● CHALLENGE: Copy out word for word every line from the one containing "Expected: one point per instance of the falling" through the final line, both included.

** Start of DATASET EXCERPTS **

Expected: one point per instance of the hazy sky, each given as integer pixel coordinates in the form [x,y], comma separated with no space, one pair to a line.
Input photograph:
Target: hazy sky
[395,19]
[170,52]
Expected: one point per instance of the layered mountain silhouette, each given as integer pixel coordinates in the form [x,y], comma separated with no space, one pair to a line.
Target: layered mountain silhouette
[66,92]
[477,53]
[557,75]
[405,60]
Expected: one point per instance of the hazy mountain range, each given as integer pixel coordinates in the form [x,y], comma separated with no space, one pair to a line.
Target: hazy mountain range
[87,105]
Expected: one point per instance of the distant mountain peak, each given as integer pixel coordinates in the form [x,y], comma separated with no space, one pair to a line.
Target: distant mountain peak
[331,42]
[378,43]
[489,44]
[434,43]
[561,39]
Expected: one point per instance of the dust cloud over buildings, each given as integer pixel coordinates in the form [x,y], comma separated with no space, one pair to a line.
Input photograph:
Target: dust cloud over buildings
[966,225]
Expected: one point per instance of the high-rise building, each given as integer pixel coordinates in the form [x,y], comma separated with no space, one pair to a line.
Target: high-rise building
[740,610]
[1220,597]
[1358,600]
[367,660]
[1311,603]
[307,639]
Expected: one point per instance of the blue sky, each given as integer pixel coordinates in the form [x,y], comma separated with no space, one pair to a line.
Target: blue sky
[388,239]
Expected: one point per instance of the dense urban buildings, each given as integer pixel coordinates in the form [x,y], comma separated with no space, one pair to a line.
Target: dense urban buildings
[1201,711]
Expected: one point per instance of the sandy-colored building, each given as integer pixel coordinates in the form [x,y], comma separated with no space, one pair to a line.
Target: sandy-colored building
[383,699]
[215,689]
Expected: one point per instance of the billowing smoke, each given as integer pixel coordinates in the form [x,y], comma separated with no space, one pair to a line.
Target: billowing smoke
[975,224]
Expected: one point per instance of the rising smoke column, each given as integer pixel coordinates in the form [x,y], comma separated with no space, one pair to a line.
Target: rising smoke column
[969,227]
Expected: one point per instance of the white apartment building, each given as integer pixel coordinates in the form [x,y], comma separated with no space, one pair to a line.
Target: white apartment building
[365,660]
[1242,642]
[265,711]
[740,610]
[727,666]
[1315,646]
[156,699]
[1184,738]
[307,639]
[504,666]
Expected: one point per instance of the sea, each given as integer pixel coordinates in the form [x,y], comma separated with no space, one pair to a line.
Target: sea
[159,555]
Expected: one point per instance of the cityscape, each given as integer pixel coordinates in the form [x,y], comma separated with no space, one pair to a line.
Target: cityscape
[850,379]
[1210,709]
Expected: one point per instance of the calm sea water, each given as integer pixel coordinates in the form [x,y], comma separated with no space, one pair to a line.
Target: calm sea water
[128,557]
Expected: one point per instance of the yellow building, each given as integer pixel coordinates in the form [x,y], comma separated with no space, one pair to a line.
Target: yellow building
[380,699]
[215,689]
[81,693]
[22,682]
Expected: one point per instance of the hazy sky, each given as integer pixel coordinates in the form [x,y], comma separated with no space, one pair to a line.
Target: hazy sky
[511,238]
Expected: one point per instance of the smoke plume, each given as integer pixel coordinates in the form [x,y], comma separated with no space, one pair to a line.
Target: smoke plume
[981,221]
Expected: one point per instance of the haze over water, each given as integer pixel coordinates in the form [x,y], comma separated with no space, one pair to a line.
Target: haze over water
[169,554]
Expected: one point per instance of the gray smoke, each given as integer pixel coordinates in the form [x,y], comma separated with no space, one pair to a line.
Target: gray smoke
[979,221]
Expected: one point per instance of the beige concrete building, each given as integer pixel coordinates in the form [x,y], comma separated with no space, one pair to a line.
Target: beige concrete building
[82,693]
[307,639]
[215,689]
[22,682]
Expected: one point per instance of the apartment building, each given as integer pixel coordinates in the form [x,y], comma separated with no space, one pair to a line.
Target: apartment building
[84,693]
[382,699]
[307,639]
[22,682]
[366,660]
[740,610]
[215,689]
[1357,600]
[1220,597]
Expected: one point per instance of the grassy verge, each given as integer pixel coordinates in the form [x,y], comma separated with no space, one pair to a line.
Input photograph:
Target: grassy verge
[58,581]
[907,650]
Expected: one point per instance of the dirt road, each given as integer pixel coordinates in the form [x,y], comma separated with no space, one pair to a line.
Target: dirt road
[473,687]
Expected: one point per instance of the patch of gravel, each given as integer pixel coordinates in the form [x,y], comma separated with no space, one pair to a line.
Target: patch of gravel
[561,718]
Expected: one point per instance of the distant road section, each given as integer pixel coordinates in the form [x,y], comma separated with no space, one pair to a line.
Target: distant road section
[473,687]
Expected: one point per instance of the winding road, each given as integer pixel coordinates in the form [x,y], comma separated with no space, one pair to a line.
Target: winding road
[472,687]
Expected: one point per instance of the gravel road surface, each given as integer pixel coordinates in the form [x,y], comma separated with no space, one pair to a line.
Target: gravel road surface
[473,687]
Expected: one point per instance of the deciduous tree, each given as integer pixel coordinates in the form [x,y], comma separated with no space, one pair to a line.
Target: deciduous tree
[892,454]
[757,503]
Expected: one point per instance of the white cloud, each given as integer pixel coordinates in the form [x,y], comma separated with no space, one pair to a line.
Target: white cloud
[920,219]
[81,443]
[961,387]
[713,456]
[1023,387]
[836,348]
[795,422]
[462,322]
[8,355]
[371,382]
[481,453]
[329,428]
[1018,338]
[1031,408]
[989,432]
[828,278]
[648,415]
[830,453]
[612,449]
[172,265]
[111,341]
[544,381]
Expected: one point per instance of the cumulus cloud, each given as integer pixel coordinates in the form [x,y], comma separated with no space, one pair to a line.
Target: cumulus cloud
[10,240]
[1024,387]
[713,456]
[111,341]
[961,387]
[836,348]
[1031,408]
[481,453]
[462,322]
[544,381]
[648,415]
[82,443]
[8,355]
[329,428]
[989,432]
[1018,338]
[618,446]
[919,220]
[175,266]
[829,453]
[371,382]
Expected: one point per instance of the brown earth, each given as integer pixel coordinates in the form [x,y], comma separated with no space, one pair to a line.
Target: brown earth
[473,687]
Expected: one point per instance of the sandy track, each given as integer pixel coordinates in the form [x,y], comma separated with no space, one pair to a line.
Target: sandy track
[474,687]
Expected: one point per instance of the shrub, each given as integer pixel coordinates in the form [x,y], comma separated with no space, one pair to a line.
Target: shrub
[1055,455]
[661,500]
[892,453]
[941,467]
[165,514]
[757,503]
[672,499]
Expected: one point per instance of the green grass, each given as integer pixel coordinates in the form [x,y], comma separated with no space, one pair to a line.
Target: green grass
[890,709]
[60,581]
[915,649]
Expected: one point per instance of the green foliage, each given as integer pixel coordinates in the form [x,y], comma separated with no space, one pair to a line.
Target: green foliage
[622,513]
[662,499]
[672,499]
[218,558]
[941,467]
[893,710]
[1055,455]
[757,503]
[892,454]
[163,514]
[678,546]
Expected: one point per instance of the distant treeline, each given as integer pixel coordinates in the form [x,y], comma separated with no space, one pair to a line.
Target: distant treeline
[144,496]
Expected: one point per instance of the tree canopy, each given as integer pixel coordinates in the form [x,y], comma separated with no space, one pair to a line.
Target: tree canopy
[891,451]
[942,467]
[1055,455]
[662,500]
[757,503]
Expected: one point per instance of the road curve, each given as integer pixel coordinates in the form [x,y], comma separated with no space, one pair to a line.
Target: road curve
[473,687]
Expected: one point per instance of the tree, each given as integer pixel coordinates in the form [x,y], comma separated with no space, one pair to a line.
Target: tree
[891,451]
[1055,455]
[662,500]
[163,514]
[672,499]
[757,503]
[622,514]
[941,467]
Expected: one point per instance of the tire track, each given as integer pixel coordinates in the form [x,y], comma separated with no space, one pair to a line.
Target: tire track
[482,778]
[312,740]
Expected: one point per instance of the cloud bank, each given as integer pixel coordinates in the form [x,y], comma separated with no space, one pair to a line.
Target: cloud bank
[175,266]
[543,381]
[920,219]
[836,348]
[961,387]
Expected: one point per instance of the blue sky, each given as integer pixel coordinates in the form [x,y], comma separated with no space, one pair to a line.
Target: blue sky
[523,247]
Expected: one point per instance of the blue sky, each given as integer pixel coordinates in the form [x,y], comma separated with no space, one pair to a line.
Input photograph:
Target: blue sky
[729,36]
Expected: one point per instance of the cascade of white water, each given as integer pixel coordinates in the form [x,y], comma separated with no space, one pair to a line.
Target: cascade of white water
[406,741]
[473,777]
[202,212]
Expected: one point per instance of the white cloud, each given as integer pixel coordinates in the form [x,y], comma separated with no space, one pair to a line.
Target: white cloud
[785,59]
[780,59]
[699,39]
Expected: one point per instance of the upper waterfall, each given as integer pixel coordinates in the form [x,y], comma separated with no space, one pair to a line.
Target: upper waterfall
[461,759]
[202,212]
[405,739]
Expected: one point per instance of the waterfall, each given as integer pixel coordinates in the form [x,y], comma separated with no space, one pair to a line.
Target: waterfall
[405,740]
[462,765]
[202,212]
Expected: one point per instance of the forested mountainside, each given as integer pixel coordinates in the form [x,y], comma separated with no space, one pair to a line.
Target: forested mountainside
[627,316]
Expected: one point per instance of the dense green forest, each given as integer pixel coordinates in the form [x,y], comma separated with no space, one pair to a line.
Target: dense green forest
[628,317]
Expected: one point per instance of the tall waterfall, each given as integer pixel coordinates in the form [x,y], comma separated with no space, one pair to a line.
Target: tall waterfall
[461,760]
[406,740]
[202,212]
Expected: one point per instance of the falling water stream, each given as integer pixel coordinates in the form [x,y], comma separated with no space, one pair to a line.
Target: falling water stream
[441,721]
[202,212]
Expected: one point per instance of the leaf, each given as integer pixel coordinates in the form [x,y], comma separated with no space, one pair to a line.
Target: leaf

** End of DATASET EXCERPTS **

● RESULT:
Expected: one point per instance of the falling water stream, each given as integer pixel coordinates in the form [x,y], comma separated with no space, one pair to a line.
Target: falling water stream
[441,721]
[202,212]
Expected: one point per instance of the leaf, each given as integer pixel coordinates in the form [x,y], comma separated with no space, one pair to a line.
Target: leaf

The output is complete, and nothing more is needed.